---- AVAILABLE DATA

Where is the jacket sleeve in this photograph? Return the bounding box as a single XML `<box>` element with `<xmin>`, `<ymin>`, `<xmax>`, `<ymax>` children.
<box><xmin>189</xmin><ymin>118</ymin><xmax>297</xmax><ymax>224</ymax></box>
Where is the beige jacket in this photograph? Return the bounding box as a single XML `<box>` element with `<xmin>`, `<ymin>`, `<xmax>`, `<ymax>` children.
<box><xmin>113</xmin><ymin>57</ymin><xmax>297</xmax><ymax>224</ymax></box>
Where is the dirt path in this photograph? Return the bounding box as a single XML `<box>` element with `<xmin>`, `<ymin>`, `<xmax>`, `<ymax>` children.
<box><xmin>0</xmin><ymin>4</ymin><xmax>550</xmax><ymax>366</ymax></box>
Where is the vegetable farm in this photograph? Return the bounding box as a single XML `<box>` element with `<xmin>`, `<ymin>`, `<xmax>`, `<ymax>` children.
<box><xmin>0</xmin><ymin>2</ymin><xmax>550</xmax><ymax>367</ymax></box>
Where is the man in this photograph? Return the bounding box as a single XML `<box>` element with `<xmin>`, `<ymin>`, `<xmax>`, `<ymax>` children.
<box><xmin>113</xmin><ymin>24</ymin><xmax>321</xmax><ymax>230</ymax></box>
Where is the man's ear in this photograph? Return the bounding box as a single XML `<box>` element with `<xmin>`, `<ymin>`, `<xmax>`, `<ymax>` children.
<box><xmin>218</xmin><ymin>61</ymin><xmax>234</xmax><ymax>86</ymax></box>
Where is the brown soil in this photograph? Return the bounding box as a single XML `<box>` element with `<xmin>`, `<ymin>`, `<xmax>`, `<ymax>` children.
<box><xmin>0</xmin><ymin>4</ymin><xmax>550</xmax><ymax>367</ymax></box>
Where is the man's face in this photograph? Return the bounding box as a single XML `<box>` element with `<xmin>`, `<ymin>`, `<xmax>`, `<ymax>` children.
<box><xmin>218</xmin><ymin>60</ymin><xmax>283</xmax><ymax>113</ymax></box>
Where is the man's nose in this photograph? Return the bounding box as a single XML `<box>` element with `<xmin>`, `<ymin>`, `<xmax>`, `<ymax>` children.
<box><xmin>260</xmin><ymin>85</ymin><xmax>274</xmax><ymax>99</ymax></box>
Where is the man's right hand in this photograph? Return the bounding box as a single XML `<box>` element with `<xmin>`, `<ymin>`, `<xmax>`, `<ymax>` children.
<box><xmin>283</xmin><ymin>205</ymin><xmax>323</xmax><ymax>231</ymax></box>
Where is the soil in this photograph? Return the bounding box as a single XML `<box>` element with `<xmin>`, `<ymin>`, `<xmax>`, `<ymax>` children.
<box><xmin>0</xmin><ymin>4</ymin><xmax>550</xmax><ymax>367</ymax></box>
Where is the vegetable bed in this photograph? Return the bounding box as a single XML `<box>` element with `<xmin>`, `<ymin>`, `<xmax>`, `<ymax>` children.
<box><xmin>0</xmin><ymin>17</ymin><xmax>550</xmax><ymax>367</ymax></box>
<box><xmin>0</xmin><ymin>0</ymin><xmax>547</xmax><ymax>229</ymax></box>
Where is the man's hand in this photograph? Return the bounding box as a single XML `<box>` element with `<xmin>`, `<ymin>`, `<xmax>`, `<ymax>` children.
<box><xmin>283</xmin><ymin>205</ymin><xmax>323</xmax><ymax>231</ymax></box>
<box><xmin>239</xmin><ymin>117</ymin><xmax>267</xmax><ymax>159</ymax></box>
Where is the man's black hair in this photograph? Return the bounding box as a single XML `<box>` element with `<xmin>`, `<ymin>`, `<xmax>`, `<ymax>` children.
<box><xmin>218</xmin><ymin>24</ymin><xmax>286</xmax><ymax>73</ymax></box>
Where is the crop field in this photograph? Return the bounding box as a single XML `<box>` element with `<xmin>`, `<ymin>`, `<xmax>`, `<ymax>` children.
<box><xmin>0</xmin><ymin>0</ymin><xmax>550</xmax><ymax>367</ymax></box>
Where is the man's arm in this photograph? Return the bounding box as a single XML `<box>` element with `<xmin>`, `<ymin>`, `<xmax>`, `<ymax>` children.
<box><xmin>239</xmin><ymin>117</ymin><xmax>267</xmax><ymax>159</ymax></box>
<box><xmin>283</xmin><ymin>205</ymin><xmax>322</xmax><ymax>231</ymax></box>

--------

[YOUR TASK] Identify every line in the items above that contains the word "soil" and copy each of those lines.

[CORRECT RESULT]
Where is the brown soil in this photograph? Return the bounding box as a single XML `<box>` element with `<xmin>`, `<ymin>`, `<xmax>`, `<ymax>` children.
Where is the soil in this photograph? Return the bounding box as a single XML `<box>` element with `<xmin>`, `<ymin>`, `<xmax>`, `<ymax>` children.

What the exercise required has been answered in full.